**DATASET EXCERPTS**
-------

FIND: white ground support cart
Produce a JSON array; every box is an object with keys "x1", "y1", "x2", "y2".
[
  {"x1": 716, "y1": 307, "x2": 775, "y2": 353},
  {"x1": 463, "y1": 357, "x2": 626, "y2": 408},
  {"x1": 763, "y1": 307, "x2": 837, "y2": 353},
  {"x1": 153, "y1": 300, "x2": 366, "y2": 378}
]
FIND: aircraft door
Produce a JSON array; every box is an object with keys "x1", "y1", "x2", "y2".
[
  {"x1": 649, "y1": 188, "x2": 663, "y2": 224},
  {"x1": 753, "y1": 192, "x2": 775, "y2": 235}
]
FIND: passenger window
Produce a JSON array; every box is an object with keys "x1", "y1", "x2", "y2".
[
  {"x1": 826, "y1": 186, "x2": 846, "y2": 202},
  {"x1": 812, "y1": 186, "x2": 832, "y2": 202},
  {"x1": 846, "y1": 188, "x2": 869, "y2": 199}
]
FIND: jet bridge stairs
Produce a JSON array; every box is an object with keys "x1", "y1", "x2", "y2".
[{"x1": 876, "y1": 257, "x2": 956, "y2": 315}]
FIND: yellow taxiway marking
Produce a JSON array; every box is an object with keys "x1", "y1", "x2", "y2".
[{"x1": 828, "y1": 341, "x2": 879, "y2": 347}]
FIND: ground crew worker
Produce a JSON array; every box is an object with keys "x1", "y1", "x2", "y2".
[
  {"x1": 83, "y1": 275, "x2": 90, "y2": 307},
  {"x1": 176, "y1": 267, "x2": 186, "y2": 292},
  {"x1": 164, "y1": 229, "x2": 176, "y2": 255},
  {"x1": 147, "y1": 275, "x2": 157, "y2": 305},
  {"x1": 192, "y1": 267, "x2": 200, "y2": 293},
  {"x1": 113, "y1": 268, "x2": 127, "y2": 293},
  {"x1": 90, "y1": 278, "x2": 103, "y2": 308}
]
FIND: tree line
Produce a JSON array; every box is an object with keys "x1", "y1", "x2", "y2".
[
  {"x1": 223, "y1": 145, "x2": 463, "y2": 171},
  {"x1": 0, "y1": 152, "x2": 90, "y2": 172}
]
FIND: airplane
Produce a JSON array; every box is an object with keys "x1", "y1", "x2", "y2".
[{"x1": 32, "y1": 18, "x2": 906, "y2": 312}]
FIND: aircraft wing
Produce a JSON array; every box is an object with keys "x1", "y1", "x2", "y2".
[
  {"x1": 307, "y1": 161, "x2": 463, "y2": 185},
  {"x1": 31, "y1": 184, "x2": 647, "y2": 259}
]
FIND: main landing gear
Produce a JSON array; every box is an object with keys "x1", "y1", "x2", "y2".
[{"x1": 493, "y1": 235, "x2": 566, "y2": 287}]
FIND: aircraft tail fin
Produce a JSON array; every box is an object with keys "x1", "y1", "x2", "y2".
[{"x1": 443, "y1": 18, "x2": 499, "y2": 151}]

-------

**EXERCISE**
Rewrite the lines of the listing as a numbered list, starting at the line that contains "FIND: airplane" and ending at the final line of the listing, with both of those lines included and any blank lines left out.

**RESULT OF THE EXERCISE**
1. FIND: airplane
2. Produce a JSON array; every box is an object with keys "x1", "y1", "x2", "y2".
3. [{"x1": 32, "y1": 18, "x2": 906, "y2": 312}]
4. FIND: aircraft wing
5. Produce a JSON array; every box is an object with keys "x1", "y1", "x2", "y2".
6. [
7.   {"x1": 307, "y1": 161, "x2": 463, "y2": 185},
8.   {"x1": 31, "y1": 184, "x2": 647, "y2": 259}
9. ]
10. FIND: main landing gear
11. Produce a JSON array; every box is an object with keys "x1", "y1", "x2", "y2".
12. [{"x1": 493, "y1": 235, "x2": 566, "y2": 287}]
13. FIND: aircraft tail fin
14. Produce a JSON array; every box is an object with keys "x1", "y1", "x2", "y2".
15. [{"x1": 443, "y1": 18, "x2": 499, "y2": 151}]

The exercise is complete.